SOURCE TEXT:
# # # #
TURNER – The beast found dead at the side of Route 4 in Turner last summer came to be known by many names. It was the Turner Creature. It was the Maine Mystery Beast. To more more fanciful minds, it was the Maine Mutant.

But if a Florida woman is correct, the animal may have been at one time known by a more prosaic moniker. The beast may have been a year-old chow named Woolfie.

It would be a neat ending to a popular local mystery. The only problem with this possible solution: The chow from Florida was a female. The animal found in Turner last August was believed to be a male.

Doreen Madden of St. Petersburg said she found her chow as a stray last year and took her in as a pet. The animal, which was believed to have been born under a car in an alley, was not in great health.

“I found her in St. Petersburg eating out of a Dumpster when she was approximately 5 months old,” Madden said. “She had three different types of internal parasites. When that was eradicated she gained weight very fast and got to be about 40 pounds. One vet I took her to said because of her lack of proper socialization as a puppy she had fear of people and wouldn’t easily go to strangers. She was a good dog, very loyal.”
# # # #
QUESTIONS TO ANSWER:
#1 Return the text of the Turner beast article from "But if a Florida" up to and including "to be a male.", word for word.
#2 Take the Turner beast article further, writing on from its final sentence.
# # # #
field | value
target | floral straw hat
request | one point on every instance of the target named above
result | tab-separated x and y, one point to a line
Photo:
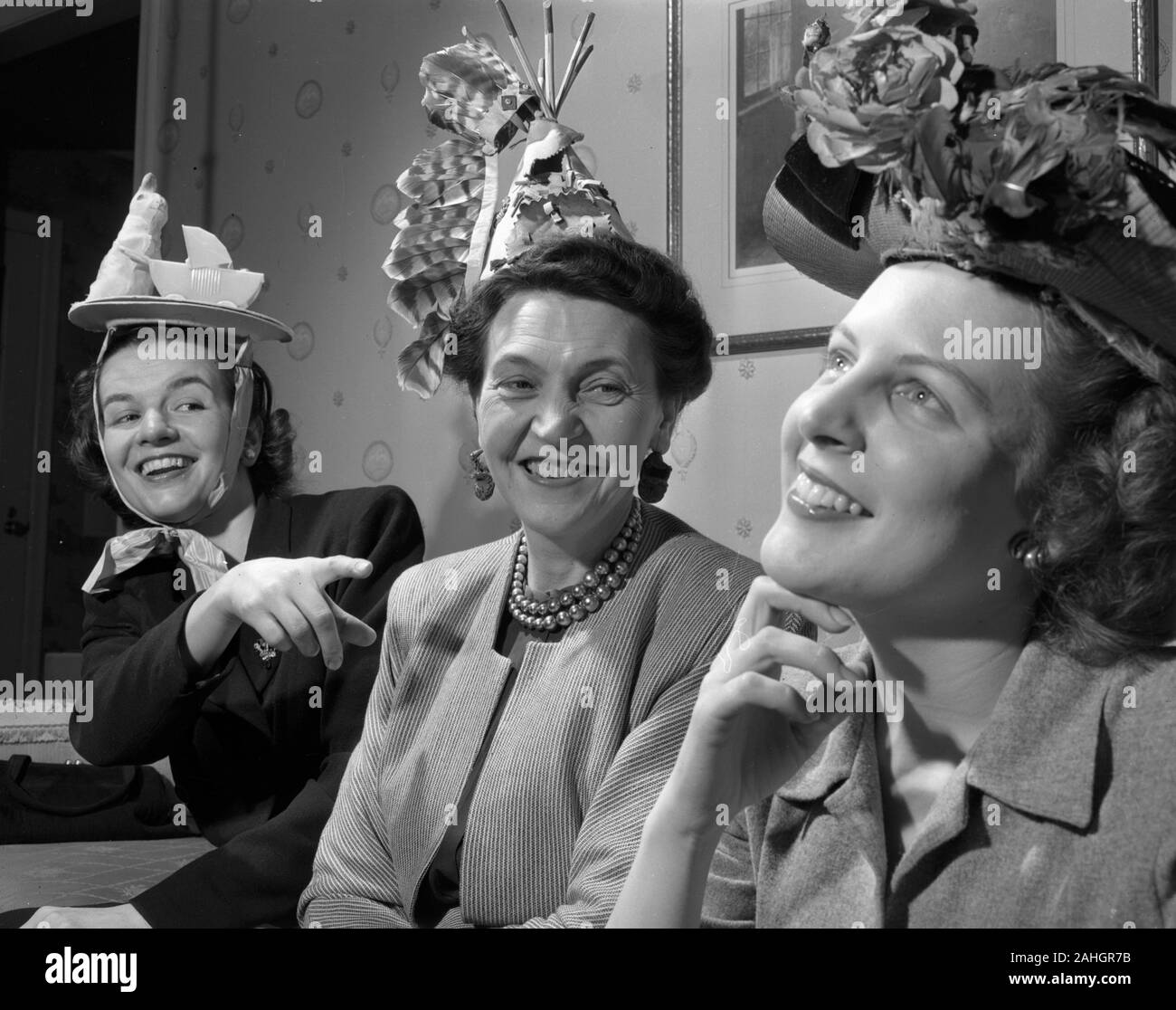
910	153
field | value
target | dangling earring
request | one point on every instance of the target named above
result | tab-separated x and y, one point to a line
483	482
654	481
1023	550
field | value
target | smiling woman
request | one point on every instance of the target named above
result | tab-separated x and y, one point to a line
533	692
232	627
1011	555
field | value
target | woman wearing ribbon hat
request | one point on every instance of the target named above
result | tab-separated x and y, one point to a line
233	627
533	691
1007	390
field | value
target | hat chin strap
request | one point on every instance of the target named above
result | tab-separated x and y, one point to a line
234	446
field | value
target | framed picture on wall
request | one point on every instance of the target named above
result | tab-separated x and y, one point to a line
728	131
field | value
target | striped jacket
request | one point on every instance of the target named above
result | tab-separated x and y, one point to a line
587	738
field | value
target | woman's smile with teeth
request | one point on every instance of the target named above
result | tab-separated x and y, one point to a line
164	464
818	496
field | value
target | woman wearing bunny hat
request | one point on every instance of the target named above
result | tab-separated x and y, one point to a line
232	629
1007	384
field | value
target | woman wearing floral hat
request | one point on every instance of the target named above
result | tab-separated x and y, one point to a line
981	480
232	630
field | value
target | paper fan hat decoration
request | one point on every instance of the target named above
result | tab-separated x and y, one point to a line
913	152
453	234
137	289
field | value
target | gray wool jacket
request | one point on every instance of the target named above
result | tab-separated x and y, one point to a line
1063	814
586	740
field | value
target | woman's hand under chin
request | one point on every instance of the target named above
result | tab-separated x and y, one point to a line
118	917
751	731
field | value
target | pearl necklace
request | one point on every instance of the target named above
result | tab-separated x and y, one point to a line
587	596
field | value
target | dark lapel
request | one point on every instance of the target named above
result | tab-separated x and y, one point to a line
269	538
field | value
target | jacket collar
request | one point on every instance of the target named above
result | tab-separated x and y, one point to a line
833	760
1036	754
1038	751
270	533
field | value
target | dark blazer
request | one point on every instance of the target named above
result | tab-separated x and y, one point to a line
257	754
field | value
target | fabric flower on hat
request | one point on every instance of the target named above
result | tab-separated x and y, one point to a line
865	96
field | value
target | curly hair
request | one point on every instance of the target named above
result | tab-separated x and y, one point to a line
612	270
1096	477
271	473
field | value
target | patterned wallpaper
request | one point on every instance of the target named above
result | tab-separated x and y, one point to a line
298	109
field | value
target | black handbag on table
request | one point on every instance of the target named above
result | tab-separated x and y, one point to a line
43	802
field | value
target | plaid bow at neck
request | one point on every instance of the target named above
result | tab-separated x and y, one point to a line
204	558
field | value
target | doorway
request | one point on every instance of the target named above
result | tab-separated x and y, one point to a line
67	100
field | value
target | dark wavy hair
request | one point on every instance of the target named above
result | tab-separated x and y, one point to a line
270	474
612	270
1105	520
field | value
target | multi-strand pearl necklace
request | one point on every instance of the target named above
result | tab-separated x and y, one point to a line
587	596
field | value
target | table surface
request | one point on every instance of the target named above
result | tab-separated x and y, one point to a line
90	872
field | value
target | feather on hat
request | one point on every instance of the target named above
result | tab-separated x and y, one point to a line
451	234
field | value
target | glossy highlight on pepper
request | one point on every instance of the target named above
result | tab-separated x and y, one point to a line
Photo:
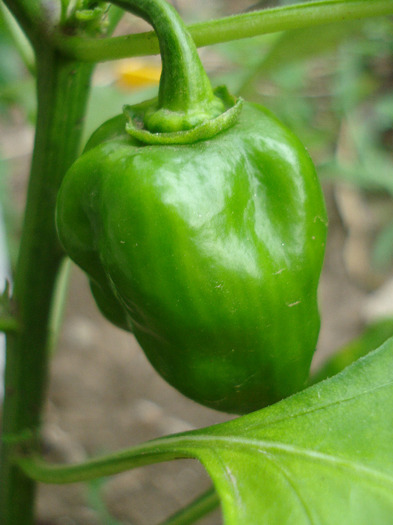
209	250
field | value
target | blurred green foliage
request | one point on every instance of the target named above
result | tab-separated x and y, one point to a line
331	84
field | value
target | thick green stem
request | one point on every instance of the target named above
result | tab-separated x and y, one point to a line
62	95
185	96
245	25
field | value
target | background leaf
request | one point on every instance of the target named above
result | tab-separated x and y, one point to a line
323	456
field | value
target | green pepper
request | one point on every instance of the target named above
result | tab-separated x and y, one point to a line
201	224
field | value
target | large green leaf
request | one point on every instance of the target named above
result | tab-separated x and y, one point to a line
323	456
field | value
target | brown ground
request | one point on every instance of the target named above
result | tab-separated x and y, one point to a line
104	395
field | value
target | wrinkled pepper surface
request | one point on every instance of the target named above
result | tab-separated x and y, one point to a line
200	222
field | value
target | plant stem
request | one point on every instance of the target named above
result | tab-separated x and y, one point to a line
245	25
62	94
8	324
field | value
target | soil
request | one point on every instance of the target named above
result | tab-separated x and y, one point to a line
104	395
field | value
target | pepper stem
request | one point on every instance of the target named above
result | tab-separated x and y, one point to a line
186	98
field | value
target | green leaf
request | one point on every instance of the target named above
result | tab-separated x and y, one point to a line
323	456
373	336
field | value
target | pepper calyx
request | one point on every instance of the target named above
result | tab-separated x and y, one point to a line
136	118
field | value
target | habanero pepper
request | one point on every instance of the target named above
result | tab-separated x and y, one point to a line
201	224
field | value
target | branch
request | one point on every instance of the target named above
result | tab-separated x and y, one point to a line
245	25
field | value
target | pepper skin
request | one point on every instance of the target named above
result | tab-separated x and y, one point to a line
210	253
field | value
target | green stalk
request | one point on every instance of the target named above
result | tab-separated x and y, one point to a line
62	95
177	109
245	25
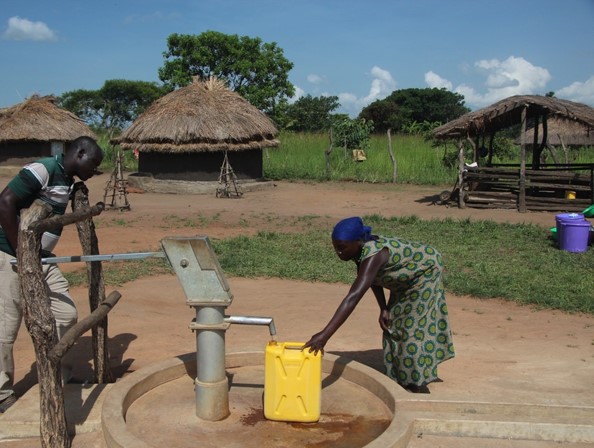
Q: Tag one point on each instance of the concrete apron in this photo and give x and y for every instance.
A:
(90, 408)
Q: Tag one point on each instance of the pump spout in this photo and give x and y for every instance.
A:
(252, 320)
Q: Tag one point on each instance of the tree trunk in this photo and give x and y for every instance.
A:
(392, 158)
(90, 246)
(522, 184)
(42, 328)
(327, 155)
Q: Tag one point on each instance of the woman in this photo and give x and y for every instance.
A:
(417, 335)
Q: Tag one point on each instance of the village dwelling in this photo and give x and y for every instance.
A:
(191, 133)
(544, 179)
(37, 128)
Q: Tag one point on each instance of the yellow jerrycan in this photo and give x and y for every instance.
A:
(292, 383)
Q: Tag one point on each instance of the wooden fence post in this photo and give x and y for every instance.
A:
(90, 246)
(522, 183)
(42, 328)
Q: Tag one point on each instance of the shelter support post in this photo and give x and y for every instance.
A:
(522, 182)
(461, 203)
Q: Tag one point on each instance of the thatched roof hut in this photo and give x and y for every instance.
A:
(185, 134)
(36, 128)
(535, 186)
(508, 112)
(561, 132)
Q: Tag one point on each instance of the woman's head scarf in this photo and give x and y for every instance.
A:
(351, 229)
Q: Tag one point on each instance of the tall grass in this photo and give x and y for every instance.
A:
(302, 156)
(517, 262)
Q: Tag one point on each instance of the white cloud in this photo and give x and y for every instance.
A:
(382, 84)
(24, 29)
(513, 76)
(315, 79)
(434, 80)
(299, 92)
(581, 92)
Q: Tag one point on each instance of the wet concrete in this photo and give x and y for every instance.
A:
(350, 416)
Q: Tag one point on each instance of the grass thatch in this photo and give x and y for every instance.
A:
(508, 112)
(204, 116)
(39, 119)
(563, 132)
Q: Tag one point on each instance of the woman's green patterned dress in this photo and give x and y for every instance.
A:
(420, 336)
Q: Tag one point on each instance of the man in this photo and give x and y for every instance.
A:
(51, 180)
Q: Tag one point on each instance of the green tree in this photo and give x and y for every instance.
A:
(404, 107)
(256, 70)
(311, 114)
(353, 134)
(113, 106)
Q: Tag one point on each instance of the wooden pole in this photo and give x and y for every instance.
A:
(42, 328)
(90, 246)
(392, 158)
(461, 203)
(84, 325)
(522, 182)
(327, 153)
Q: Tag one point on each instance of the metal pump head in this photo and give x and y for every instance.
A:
(198, 270)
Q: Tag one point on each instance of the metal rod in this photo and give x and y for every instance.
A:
(252, 320)
(103, 257)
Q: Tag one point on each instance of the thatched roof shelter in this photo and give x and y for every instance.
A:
(201, 117)
(535, 187)
(508, 112)
(562, 132)
(39, 119)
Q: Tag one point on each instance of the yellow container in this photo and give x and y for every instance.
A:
(292, 383)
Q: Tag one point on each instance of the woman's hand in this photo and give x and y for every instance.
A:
(384, 320)
(316, 343)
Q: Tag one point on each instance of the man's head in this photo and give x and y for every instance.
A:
(83, 158)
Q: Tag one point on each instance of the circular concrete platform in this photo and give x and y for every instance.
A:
(156, 406)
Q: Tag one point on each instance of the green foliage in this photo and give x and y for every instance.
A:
(484, 259)
(301, 156)
(406, 106)
(113, 106)
(256, 70)
(311, 114)
(352, 134)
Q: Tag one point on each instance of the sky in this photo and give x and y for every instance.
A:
(359, 51)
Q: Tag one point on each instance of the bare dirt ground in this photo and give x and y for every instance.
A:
(504, 352)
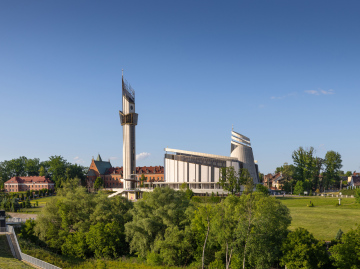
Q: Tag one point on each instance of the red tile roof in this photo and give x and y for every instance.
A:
(29, 180)
(139, 170)
(356, 180)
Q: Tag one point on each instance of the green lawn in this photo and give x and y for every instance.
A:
(6, 258)
(324, 219)
(36, 210)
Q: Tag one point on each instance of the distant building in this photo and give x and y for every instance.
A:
(201, 172)
(113, 176)
(354, 182)
(16, 184)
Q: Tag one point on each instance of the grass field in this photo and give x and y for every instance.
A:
(36, 210)
(6, 258)
(325, 218)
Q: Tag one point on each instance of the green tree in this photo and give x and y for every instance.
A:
(333, 164)
(357, 195)
(201, 224)
(251, 228)
(339, 235)
(107, 240)
(75, 171)
(246, 180)
(57, 169)
(302, 250)
(32, 167)
(99, 183)
(345, 255)
(42, 171)
(142, 180)
(304, 164)
(224, 227)
(67, 219)
(152, 215)
(230, 180)
(262, 224)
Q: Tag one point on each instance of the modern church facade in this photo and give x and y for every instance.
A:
(201, 171)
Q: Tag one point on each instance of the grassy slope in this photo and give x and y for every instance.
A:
(36, 210)
(66, 262)
(6, 258)
(325, 219)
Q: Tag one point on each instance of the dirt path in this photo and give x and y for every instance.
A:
(22, 215)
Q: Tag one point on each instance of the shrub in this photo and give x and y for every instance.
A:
(311, 204)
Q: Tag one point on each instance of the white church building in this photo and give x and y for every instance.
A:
(201, 171)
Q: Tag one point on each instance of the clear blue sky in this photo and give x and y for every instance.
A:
(285, 73)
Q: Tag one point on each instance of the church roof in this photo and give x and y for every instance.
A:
(33, 179)
(102, 166)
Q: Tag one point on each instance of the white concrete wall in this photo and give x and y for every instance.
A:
(205, 173)
(192, 172)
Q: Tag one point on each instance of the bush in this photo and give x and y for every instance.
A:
(153, 259)
(302, 250)
(348, 192)
(311, 204)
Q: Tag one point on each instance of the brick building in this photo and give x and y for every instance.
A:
(113, 176)
(16, 184)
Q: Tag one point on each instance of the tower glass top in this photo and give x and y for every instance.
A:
(128, 91)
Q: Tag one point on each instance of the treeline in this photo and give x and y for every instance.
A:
(14, 201)
(55, 168)
(169, 228)
(312, 173)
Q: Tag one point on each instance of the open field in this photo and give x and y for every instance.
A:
(325, 218)
(36, 210)
(6, 258)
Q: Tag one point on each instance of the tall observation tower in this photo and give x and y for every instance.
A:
(128, 119)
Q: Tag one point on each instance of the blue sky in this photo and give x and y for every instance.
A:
(285, 73)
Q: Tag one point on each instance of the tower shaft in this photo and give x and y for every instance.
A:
(128, 119)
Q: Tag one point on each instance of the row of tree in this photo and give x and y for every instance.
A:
(56, 168)
(312, 172)
(168, 228)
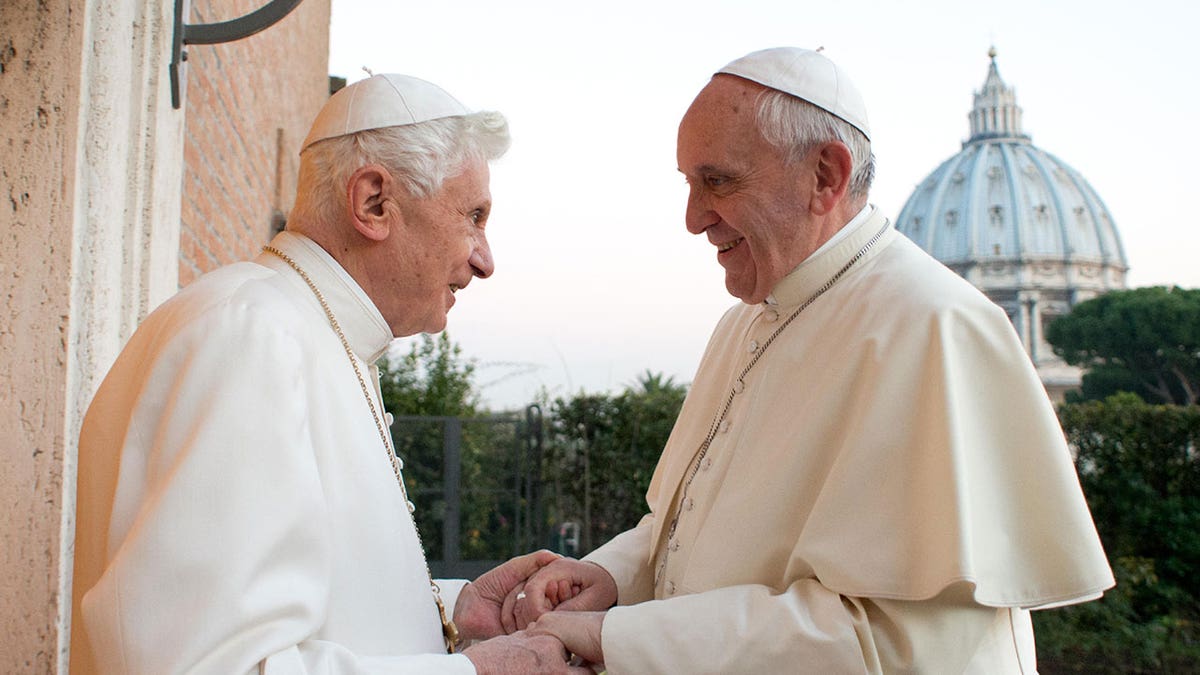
# # # #
SOLVED PROBLEMS:
#1
But if a Florida woman is correct, the animal may have been at one time known by a more prosaic moniker. The beast may have been a year-old chow named Woolfie.

It would be a neat ending to a popular local mystery. The only problem with this possible solution: The chow from Florida was a female. The animal found in Turner last August was believed to be a male.

#2
Madden said she took Woolfie to visit friends in Maine and left her there while she made a quick trip back to Florida. The dog, left with a family at Worthley Pond, northwest of Turner, ran off. Madden was unable to find it when she returned to Maine.

She placed an ad in a newspaper and on Craigslist, hoping to be reunited with her pet. But Woolfie was never found, and Madden returned to Florida.

Later, she heard about the media frenzy back in Maine when the strange animal was found along Route 4. She learned that DNA tests had revealed the animal was a dog, after speculation by some who suggested it might be something more exotic.

“It is without a doubt in my mind my dog,” Madden said. “A friend of mine had seen her picture in the paper and said it was her.”

Madden knew there were photos of the so-called mystery beast floating around on Web sites. It was not until this week that she found one and looked it over. She became more convinced than ever that the mystery creature was Woolfie.

“I looked at the photo myself on the Internet, and the full body shot of her laying on the ground was clearly her,” Madden said.

Like the beast that caused hysteria around the region last summer, Woolfie had dew claws, extra claws that were discovered when the dead animal was examined by wildlife experts.

“I had planned to have them removed when I had her spayed,” Madden said.

She said she tried to get Woolfie’s blood samples from her veterinarian to compare them with remaining DNA taken from the animal found in Turner. No such samples were available. She has now offered up one of Woolfie’s toys in case any DNA was left behind on it.

At the height of the story last summer, some suggested the mystery beast was the same animal that had been terrorizing people and killing dogs in the area for decades. Others insisted it was a chubacabra, a Tasmanian Devil or one of many other exotic or mythical creatures.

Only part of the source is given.